→ **PROVIDED DATA**
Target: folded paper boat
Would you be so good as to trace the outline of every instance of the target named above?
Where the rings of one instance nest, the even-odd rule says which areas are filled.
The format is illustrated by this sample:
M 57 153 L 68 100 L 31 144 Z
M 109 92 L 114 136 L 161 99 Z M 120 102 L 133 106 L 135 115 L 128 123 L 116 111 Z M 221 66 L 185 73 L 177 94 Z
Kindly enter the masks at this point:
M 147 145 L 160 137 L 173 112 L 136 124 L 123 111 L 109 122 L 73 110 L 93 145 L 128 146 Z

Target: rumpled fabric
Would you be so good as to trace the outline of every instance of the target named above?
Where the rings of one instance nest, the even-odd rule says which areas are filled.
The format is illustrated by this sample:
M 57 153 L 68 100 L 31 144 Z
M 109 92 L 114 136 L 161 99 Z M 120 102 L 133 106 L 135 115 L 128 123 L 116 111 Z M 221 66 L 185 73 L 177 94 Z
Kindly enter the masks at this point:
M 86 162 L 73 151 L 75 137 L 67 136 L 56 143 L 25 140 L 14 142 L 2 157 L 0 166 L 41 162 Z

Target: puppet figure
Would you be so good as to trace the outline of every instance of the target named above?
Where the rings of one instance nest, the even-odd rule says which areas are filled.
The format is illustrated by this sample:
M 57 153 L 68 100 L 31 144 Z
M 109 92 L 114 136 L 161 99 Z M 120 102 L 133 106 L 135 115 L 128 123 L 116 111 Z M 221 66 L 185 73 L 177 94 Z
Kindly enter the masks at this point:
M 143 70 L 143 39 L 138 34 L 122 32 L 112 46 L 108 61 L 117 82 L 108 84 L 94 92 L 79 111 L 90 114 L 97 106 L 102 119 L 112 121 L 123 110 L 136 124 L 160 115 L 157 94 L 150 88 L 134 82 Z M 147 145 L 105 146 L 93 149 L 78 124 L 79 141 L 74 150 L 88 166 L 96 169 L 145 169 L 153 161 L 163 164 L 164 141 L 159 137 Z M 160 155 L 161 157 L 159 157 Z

→ **TASK BRIEF**
Copy every line of the entries above, requests included, and shift each coordinate in the answer outlines by adding 23 to it. Leave the format samples unchanged.

→ **IN RESPONSE**
Target: folded paper boat
Would you be so good as to trace the outline of every instance of the target named above?
Where the rings of one instance nest, the even-odd rule says which areas are filled.
The format is illustrated by this sample:
M 57 153 L 68 100 L 31 144 Z
M 109 92 L 114 136 L 161 99 Z M 120 102 L 133 106 L 135 115 L 128 123 L 116 111 Z M 221 66 L 185 73 L 177 94 Z
Kindly enter the masks at this point:
M 170 168 L 183 160 L 196 135 L 159 147 L 146 134 L 132 145 L 96 133 L 116 168 L 151 169 Z

Target: rumpled fabric
Would you be so good as to trace the outline of every instance of the target named above?
Where the rings of one instance nest, the even-odd rule says which areas are filled.
The format is illustrated by this sample:
M 57 153 L 68 100 L 31 144 Z
M 109 92 L 114 136 L 161 99 Z M 120 102 L 133 106 L 135 115 L 128 123 L 116 111 Z M 221 66 L 185 73 L 177 94 Z
Kindly enter the masks at this point:
M 109 185 L 96 174 L 98 160 L 90 159 L 79 166 L 48 163 L 37 165 L 25 180 L 23 189 L 64 185 Z

Target: puppet figure
Would you be so good as to trace the outline of every instance of the target named above?
Where the rings of one instance nest, the even-odd rule says which areas are filled.
The format is illustrated by this sample:
M 57 153 L 68 100 L 31 144 Z
M 109 92 L 114 136 L 161 99 Z M 120 102 L 133 106 L 135 115 L 128 123 L 116 111 Z M 221 66 L 185 73 L 177 94 Z
Kindly enter the masks at this point:
M 166 93 L 166 62 L 161 57 L 145 55 L 135 69 L 131 84 L 140 105 L 131 107 L 117 115 L 102 134 L 113 137 L 120 129 L 125 142 L 135 144 L 146 133 L 159 147 L 183 138 L 180 117 L 173 111 L 157 105 Z M 170 168 L 128 169 L 116 172 L 101 147 L 102 164 L 97 173 L 111 189 L 119 192 L 168 192 L 176 184 L 186 187 L 187 164 L 182 160 Z M 183 178 L 184 180 L 182 180 Z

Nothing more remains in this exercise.